— Begin —

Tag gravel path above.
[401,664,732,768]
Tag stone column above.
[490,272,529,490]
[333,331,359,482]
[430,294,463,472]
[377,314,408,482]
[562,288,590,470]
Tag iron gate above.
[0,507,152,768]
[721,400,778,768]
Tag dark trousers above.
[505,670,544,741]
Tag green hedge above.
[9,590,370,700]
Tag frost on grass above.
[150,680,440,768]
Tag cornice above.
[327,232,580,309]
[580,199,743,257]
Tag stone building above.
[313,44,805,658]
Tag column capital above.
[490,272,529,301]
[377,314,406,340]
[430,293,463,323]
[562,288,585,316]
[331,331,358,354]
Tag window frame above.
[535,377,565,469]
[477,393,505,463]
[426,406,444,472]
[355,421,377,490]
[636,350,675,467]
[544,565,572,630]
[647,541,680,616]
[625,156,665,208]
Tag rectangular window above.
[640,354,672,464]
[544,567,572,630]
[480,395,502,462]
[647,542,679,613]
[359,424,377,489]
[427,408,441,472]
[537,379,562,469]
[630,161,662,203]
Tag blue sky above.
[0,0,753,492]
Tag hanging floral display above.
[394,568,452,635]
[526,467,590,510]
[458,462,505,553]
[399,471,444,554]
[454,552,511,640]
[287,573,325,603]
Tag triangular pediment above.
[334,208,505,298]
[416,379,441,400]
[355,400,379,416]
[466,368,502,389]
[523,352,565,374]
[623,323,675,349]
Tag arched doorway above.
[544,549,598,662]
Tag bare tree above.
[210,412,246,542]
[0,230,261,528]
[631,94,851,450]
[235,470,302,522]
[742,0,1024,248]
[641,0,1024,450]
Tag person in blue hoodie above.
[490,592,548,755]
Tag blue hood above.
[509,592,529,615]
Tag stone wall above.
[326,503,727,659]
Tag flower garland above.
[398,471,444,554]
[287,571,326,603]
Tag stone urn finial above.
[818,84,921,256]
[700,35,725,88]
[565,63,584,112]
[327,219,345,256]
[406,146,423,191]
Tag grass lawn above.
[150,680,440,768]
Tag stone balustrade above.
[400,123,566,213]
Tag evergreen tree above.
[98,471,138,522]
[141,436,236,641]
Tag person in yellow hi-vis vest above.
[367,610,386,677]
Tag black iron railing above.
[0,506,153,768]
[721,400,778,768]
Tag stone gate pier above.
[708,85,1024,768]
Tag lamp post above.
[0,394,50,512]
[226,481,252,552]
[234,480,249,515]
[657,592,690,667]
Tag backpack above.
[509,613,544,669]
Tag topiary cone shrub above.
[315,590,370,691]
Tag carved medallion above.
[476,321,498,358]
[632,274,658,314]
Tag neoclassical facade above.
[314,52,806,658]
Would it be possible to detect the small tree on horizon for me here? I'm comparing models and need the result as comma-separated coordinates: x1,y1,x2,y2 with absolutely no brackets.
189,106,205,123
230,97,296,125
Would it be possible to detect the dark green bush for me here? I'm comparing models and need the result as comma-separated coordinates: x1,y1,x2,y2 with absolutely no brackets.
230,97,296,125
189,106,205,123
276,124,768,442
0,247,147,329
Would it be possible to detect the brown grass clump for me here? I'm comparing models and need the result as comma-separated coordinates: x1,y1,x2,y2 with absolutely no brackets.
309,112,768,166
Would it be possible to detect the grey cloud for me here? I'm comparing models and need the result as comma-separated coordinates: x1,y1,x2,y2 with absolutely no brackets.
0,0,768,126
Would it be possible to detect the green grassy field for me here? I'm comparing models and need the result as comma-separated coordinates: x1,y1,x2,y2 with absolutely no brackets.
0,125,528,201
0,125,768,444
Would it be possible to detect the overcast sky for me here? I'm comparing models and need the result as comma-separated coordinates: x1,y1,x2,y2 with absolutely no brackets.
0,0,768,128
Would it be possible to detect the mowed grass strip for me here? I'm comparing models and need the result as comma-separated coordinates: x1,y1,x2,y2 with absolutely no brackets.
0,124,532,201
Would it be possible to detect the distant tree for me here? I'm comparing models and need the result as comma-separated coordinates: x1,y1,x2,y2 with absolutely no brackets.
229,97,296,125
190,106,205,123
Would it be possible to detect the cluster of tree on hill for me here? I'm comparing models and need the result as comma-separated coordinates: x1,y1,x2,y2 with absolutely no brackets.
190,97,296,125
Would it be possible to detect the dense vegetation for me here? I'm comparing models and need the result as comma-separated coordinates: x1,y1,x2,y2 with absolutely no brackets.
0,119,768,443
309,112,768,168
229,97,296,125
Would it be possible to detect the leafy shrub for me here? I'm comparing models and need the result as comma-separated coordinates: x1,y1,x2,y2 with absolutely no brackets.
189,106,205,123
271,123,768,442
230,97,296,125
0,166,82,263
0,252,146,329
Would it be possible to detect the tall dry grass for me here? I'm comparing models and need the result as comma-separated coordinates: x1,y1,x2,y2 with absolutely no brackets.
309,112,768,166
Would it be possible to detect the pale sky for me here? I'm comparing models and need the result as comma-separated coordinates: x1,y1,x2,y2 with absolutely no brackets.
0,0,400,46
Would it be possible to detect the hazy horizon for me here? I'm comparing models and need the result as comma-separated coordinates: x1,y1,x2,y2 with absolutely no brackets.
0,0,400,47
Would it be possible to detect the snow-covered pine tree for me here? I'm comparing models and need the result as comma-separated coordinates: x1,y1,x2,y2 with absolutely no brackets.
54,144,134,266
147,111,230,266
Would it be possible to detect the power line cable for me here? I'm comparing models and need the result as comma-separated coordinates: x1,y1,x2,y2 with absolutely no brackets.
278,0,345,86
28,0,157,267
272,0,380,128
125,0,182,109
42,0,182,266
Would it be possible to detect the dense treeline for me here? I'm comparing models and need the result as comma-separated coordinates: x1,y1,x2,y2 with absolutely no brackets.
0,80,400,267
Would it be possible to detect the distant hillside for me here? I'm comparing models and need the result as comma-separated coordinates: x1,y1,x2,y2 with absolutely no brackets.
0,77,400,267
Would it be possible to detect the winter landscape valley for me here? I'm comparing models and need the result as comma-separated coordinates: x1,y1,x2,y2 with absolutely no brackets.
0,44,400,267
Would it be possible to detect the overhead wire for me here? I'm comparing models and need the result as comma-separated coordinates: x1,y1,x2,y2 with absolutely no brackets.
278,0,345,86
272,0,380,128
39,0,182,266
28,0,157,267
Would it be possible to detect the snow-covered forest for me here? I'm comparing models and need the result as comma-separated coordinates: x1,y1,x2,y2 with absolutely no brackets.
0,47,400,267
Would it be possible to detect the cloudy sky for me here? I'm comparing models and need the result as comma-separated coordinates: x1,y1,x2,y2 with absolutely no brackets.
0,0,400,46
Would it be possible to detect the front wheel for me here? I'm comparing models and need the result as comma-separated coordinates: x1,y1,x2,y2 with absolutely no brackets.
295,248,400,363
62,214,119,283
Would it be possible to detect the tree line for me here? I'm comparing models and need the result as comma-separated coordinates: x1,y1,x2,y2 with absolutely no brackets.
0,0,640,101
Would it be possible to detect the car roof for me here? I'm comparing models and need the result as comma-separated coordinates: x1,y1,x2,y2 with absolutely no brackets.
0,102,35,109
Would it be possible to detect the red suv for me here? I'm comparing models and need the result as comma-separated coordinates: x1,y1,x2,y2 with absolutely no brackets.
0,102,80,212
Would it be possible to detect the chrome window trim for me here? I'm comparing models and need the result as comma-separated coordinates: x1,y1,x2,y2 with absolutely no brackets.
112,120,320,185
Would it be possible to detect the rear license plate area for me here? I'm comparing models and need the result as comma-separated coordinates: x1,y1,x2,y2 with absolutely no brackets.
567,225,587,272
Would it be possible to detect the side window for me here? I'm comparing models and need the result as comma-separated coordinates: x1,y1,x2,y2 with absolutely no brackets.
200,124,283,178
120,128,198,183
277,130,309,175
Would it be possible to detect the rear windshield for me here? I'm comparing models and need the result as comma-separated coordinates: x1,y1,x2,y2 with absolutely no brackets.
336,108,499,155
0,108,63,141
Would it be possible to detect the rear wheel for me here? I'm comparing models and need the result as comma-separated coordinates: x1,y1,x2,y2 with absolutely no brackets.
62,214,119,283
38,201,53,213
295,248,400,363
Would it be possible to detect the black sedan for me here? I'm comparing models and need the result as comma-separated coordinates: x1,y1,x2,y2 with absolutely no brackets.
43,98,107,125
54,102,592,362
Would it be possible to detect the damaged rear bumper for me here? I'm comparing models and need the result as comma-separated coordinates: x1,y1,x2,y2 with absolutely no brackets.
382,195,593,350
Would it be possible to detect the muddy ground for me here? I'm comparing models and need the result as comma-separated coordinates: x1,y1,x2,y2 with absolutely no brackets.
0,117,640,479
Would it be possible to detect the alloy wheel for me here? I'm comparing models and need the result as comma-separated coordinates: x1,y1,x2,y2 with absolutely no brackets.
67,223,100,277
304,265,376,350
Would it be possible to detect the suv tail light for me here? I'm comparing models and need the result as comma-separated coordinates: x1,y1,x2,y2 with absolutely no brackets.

— End —

→ Objective:
Rename "window frame" to "window surround" in the stretch of entries from the line containing "Tag column capital above." through the line containing "[625,156,665,208]", and give only those lines again with nothing else altered.

→ Output of the exercise:
Tag column capital above.
[490,272,529,301]
[377,314,406,340]
[430,293,463,323]
[562,288,585,316]
[331,331,358,354]
Tag window surround above.
[535,377,565,469]
[477,393,505,463]
[426,406,444,472]
[355,421,377,490]
[636,350,675,467]
[544,565,572,630]
[647,541,680,616]
[625,156,665,208]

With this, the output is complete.